++++ RECORD SET ++++
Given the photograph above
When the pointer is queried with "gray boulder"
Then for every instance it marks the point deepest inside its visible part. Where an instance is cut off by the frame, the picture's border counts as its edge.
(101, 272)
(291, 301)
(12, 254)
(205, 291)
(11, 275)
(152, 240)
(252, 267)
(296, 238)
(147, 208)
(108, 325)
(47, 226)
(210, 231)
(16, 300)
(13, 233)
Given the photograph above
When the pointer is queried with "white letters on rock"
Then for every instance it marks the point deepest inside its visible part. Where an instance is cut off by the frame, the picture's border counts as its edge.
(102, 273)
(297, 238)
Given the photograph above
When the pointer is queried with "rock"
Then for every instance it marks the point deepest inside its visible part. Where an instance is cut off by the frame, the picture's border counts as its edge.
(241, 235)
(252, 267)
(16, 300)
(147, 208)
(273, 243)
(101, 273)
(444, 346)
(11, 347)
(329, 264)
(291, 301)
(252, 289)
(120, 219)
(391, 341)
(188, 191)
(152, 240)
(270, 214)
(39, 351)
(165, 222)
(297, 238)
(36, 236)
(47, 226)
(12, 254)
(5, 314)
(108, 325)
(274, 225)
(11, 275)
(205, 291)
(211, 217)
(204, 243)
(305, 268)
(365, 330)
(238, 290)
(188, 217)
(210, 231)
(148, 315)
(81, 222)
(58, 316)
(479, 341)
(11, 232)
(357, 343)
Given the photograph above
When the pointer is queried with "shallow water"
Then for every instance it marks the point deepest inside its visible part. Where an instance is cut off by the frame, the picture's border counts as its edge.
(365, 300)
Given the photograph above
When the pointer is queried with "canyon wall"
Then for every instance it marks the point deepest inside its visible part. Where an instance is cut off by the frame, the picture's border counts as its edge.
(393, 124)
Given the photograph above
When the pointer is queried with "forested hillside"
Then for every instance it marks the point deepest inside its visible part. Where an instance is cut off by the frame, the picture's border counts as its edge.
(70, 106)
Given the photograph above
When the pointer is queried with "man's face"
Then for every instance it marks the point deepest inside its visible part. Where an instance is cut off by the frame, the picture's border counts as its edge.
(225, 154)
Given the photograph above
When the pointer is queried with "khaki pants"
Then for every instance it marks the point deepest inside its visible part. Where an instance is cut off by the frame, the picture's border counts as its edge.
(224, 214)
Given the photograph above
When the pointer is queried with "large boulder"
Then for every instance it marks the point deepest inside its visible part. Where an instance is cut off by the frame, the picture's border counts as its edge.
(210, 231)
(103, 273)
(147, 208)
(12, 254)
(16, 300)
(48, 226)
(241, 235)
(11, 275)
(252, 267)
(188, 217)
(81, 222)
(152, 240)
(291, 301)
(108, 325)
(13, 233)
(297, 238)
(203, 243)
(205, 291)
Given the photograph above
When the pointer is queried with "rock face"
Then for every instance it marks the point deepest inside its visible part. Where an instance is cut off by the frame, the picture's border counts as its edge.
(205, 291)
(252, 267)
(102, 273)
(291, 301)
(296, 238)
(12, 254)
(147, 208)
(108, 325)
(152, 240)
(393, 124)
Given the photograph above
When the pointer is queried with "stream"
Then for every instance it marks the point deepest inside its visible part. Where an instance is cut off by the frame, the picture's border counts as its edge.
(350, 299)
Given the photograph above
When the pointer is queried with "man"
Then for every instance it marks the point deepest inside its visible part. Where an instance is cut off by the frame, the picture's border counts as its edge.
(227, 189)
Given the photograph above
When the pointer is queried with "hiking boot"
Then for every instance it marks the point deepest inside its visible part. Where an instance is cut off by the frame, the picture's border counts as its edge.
++++
Pick out all lines from the data above in which the word "boulder" appears.

WRITTEN ANSWER:
When the pointer is queried with "gray boulder"
When the pointer is queried with "large boulder"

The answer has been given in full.